What is required:
All of the material below is to be repeated exactly.

Data for this exercise:
---*---
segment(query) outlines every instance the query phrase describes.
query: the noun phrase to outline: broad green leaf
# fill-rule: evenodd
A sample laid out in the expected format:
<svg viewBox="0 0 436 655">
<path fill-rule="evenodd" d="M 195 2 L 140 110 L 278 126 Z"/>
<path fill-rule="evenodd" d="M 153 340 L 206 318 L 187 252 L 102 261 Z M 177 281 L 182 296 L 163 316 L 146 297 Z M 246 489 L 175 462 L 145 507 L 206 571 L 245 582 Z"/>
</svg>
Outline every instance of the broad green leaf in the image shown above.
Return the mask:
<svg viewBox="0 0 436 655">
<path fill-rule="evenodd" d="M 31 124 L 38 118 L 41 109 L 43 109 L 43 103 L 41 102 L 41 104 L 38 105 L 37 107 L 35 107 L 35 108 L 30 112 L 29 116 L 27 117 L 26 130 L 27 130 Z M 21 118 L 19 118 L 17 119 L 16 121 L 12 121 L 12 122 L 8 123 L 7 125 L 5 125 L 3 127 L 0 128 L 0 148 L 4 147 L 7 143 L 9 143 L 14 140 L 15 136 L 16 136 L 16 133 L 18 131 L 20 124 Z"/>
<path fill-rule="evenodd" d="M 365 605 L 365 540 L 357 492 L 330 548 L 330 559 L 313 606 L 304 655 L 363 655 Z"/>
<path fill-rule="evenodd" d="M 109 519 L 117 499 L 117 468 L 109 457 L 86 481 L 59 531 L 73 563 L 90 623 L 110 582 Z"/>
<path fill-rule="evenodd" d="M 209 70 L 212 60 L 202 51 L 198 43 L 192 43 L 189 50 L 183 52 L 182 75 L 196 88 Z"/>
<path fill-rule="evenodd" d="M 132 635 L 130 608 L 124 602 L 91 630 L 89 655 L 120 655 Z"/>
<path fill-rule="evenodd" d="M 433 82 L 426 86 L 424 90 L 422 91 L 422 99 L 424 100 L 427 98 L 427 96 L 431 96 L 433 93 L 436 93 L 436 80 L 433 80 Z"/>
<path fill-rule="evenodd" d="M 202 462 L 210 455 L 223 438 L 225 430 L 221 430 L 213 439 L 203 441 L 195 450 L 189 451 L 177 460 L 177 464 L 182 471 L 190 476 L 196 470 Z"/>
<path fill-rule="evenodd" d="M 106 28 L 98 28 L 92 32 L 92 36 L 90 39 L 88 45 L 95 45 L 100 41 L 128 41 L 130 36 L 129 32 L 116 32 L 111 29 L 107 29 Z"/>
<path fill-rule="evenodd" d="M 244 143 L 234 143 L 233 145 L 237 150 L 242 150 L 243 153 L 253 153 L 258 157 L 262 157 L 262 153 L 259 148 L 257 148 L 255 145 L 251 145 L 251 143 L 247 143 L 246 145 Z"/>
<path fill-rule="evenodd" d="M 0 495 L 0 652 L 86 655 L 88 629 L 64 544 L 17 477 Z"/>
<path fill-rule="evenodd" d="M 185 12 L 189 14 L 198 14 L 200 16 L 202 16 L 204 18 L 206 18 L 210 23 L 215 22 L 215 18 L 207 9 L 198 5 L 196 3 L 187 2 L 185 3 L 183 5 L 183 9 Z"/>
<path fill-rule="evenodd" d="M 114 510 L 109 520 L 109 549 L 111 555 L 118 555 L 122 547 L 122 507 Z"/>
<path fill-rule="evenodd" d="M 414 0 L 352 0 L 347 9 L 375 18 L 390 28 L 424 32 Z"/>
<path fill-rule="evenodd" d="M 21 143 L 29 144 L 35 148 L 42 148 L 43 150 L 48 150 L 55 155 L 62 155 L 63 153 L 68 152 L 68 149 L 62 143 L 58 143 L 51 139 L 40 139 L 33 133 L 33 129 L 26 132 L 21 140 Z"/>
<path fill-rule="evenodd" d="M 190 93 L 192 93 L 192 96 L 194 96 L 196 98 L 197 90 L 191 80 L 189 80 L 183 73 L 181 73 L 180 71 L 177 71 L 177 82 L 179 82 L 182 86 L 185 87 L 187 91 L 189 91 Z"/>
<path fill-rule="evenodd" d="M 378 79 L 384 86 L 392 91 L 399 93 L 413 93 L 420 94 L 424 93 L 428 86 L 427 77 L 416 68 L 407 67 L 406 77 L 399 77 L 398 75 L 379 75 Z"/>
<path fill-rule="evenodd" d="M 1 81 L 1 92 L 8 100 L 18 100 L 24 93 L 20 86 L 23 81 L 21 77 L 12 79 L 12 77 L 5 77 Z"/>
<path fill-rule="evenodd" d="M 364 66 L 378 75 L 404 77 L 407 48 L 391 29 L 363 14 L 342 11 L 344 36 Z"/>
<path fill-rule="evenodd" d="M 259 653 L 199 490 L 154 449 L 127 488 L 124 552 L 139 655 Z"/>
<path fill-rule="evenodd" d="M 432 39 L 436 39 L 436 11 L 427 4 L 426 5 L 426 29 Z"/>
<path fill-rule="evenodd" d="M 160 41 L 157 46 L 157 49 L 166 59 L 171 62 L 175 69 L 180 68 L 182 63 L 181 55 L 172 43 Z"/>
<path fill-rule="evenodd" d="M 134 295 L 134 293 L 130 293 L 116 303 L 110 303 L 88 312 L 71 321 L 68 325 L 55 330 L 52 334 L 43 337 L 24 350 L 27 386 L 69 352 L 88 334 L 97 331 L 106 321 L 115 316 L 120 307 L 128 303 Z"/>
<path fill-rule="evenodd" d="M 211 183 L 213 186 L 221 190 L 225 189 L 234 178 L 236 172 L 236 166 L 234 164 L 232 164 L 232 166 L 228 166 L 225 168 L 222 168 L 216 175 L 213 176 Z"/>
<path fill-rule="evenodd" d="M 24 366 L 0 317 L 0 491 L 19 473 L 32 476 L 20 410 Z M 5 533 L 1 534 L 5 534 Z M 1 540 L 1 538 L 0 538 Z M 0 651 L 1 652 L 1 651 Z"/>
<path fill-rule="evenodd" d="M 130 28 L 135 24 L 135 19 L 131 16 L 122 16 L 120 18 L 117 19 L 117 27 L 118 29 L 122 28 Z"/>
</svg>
---*---
Response to the exercise:
segment(query) outlines every instance the query phrase describes.
query: the noun phrase to outline: broad green leaf
# fill-rule: evenodd
A sample laid out in the expected format:
<svg viewBox="0 0 436 655">
<path fill-rule="evenodd" d="M 195 2 L 140 110 L 278 126 Z"/>
<path fill-rule="evenodd" d="M 153 340 L 206 318 L 187 252 L 102 261 Z M 177 281 L 182 296 L 163 316 L 146 297 Z M 246 489 L 175 462 L 145 507 L 206 571 L 245 582 Z"/>
</svg>
Outline every instance of the broad green leaf in the image shown above.
Return the mask:
<svg viewBox="0 0 436 655">
<path fill-rule="evenodd" d="M 31 124 L 38 118 L 41 109 L 43 109 L 43 103 L 41 102 L 41 104 L 38 105 L 37 107 L 35 107 L 35 108 L 30 112 L 29 116 L 27 117 L 26 130 L 27 130 Z M 21 118 L 19 118 L 17 119 L 16 121 L 12 121 L 12 122 L 8 123 L 7 125 L 5 125 L 3 127 L 0 128 L 0 148 L 4 147 L 7 143 L 9 143 L 14 140 L 15 136 L 16 136 L 16 133 L 18 131 L 20 124 Z"/>
<path fill-rule="evenodd" d="M 365 605 L 365 540 L 357 492 L 330 548 L 330 559 L 313 606 L 304 655 L 363 655 Z"/>
<path fill-rule="evenodd" d="M 109 519 L 117 499 L 117 468 L 109 457 L 86 481 L 59 531 L 73 563 L 90 623 L 110 582 Z"/>
<path fill-rule="evenodd" d="M 209 70 L 212 60 L 202 51 L 198 43 L 192 43 L 189 50 L 183 52 L 182 75 L 196 88 Z"/>
<path fill-rule="evenodd" d="M 132 635 L 130 608 L 124 602 L 91 630 L 89 655 L 120 655 Z"/>
<path fill-rule="evenodd" d="M 433 82 L 426 86 L 424 90 L 422 91 L 422 99 L 424 100 L 427 98 L 427 96 L 431 96 L 433 93 L 436 93 L 436 80 L 433 80 Z"/>
<path fill-rule="evenodd" d="M 202 462 L 210 455 L 223 438 L 225 430 L 221 430 L 213 439 L 203 441 L 195 450 L 189 451 L 177 460 L 177 464 L 182 471 L 190 476 L 196 470 Z"/>
<path fill-rule="evenodd" d="M 106 28 L 98 28 L 92 32 L 92 36 L 90 39 L 88 45 L 95 45 L 100 41 L 128 41 L 130 36 L 129 32 L 116 32 L 111 29 L 107 29 Z"/>
<path fill-rule="evenodd" d="M 244 143 L 234 143 L 233 145 L 237 150 L 242 150 L 243 153 L 253 153 L 258 157 L 262 157 L 262 153 L 259 148 L 257 148 L 255 145 L 251 145 L 251 143 L 247 143 L 246 145 Z"/>
<path fill-rule="evenodd" d="M 0 495 L 0 652 L 86 655 L 88 629 L 64 544 L 17 477 Z"/>
<path fill-rule="evenodd" d="M 185 12 L 189 14 L 198 14 L 200 16 L 202 16 L 204 18 L 206 18 L 210 23 L 215 22 L 215 18 L 207 9 L 198 5 L 196 3 L 187 2 L 185 3 L 183 5 L 183 9 Z"/>
<path fill-rule="evenodd" d="M 114 510 L 109 520 L 109 549 L 111 555 L 118 555 L 122 547 L 122 507 Z"/>
<path fill-rule="evenodd" d="M 414 0 L 352 0 L 347 9 L 375 18 L 390 28 L 424 32 Z"/>
<path fill-rule="evenodd" d="M 21 143 L 29 144 L 35 148 L 42 148 L 43 150 L 48 150 L 55 155 L 62 155 L 63 153 L 68 152 L 68 149 L 62 143 L 58 143 L 51 139 L 40 139 L 33 133 L 33 129 L 26 132 L 21 140 Z"/>
<path fill-rule="evenodd" d="M 190 93 L 192 93 L 192 96 L 194 96 L 196 98 L 197 90 L 191 80 L 189 80 L 183 73 L 181 73 L 180 71 L 177 71 L 177 82 L 179 82 L 182 86 L 185 87 L 187 91 L 189 91 Z"/>
<path fill-rule="evenodd" d="M 378 79 L 384 86 L 392 91 L 399 93 L 413 93 L 420 94 L 424 93 L 428 86 L 427 77 L 416 68 L 407 67 L 406 77 L 399 77 L 398 75 L 379 75 Z"/>
<path fill-rule="evenodd" d="M 1 81 L 1 92 L 8 100 L 18 100 L 24 93 L 20 86 L 23 81 L 21 77 L 12 79 L 12 77 L 5 77 Z"/>
<path fill-rule="evenodd" d="M 364 66 L 378 75 L 404 77 L 407 48 L 391 29 L 363 14 L 342 11 L 344 36 Z"/>
<path fill-rule="evenodd" d="M 259 653 L 199 490 L 154 449 L 127 488 L 124 552 L 139 655 Z"/>
<path fill-rule="evenodd" d="M 432 39 L 436 39 L 436 11 L 427 4 L 426 5 L 426 29 Z"/>
<path fill-rule="evenodd" d="M 160 41 L 157 46 L 157 49 L 166 59 L 171 62 L 175 69 L 180 68 L 182 63 L 181 55 L 172 43 Z"/>
<path fill-rule="evenodd" d="M 134 295 L 134 293 L 130 293 L 116 303 L 110 303 L 88 312 L 71 321 L 68 325 L 55 330 L 52 334 L 43 337 L 24 350 L 27 386 L 69 352 L 88 334 L 97 331 L 106 321 L 115 316 L 120 307 L 128 303 Z"/>
<path fill-rule="evenodd" d="M 211 183 L 213 186 L 221 190 L 225 189 L 234 178 L 236 172 L 236 166 L 234 164 L 232 164 L 232 166 L 228 166 L 225 168 L 222 168 L 216 175 L 213 176 Z"/>
<path fill-rule="evenodd" d="M 24 366 L 0 317 L 0 491 L 19 473 L 32 476 L 20 410 Z M 5 533 L 1 534 L 5 534 Z M 1 540 L 1 538 L 0 538 Z M 0 651 L 1 652 L 1 651 Z"/>
<path fill-rule="evenodd" d="M 130 28 L 135 24 L 135 19 L 131 16 L 122 16 L 120 18 L 117 19 L 117 27 L 118 29 L 122 28 Z"/>
</svg>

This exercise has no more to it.